● To be done:
Output only the span of lines that begins at the line containing "of the distant" and ends at the last line of the data, both included, exactly as they appear.

● Data supplied:
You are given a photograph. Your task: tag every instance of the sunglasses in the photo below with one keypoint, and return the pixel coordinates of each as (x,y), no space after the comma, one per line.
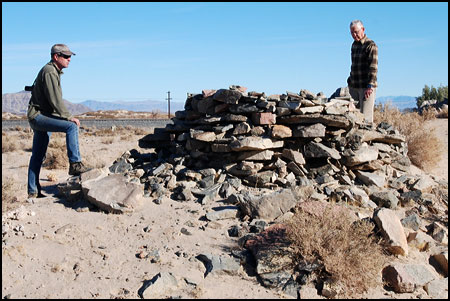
(64,56)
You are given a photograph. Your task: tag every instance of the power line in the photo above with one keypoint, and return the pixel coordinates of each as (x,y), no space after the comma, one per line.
(168,100)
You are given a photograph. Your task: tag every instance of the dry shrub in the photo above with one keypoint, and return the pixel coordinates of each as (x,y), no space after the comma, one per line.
(52,177)
(108,140)
(347,251)
(424,148)
(9,189)
(429,114)
(9,143)
(443,113)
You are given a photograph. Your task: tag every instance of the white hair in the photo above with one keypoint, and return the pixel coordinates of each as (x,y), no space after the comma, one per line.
(356,22)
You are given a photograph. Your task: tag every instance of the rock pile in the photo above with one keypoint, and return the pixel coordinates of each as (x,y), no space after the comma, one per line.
(277,141)
(264,155)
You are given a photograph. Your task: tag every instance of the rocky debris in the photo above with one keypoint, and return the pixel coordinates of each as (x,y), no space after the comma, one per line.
(263,156)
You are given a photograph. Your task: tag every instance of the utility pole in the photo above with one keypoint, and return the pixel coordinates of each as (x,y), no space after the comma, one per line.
(168,100)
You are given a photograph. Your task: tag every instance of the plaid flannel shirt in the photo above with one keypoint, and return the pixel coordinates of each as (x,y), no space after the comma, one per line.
(364,64)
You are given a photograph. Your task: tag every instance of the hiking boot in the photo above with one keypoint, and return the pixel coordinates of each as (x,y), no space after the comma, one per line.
(36,195)
(77,168)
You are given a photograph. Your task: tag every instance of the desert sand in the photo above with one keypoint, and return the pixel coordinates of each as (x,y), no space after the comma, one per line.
(59,249)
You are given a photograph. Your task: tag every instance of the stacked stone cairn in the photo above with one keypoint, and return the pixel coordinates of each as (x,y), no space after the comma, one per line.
(278,141)
(264,155)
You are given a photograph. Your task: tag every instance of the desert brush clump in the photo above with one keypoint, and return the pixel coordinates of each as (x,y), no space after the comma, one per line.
(9,144)
(424,148)
(347,251)
(9,189)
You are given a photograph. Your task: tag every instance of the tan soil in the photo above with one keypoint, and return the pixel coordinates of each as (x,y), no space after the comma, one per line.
(65,252)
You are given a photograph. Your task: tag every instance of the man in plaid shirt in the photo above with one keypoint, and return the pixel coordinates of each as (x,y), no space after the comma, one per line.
(362,81)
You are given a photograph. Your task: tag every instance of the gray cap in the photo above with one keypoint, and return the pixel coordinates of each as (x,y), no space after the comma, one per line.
(61,48)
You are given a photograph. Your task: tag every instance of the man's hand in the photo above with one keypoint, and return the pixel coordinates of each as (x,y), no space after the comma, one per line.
(368,92)
(73,119)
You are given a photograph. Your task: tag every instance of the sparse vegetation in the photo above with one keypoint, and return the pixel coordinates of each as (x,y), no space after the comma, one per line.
(9,188)
(429,93)
(347,251)
(424,148)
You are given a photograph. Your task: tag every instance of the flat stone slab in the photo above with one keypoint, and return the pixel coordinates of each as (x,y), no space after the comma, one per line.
(113,193)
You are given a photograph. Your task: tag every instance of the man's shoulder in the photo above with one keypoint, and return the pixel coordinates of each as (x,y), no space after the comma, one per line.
(49,68)
(369,42)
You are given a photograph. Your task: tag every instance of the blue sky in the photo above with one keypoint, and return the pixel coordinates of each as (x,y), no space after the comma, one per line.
(139,51)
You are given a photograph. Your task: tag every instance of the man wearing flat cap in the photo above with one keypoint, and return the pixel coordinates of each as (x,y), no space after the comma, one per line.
(47,113)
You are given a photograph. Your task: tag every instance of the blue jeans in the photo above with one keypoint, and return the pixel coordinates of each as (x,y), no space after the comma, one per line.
(43,127)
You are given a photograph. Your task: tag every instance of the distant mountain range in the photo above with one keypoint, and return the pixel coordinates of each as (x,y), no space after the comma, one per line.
(135,106)
(401,102)
(17,103)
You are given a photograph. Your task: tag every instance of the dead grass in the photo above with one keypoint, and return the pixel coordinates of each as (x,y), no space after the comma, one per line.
(9,144)
(443,113)
(351,258)
(424,148)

● Answer to this task:
You are given a photograph. Your task: tag every instance of the distant mountain range in the photo above with one keypoint, and return the pixel coordinates of each as (x,y), no space after the comma, one per line.
(135,106)
(401,102)
(17,103)
You are given a photograph. Your task: tag every instance of the dead grass in the photo above with one keypoint, and return the pixel coordinates of each as (x,y), no space after the comma, one per line.
(9,144)
(443,113)
(351,258)
(424,148)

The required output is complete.